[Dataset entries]
________________________________________

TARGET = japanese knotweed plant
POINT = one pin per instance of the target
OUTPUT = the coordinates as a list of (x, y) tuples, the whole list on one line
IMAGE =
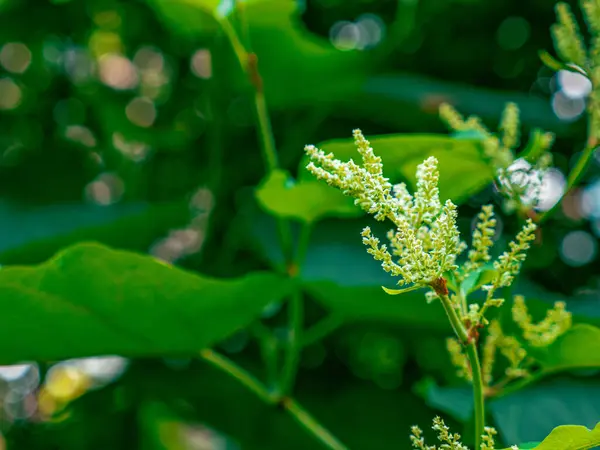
[(425, 252), (518, 177)]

________________________________________

__Instructions for the task__
Write out the entries above verbatim; the pictures do not belong in your copy.

__Result of this exercise__
TARGET = japanese knotweed plant
POINT = one pin per instance of the target
OUTPUT = the coordinates as a list of (x, y) tuples, the whole list on one line
IMAGE =
[(425, 252), (518, 177)]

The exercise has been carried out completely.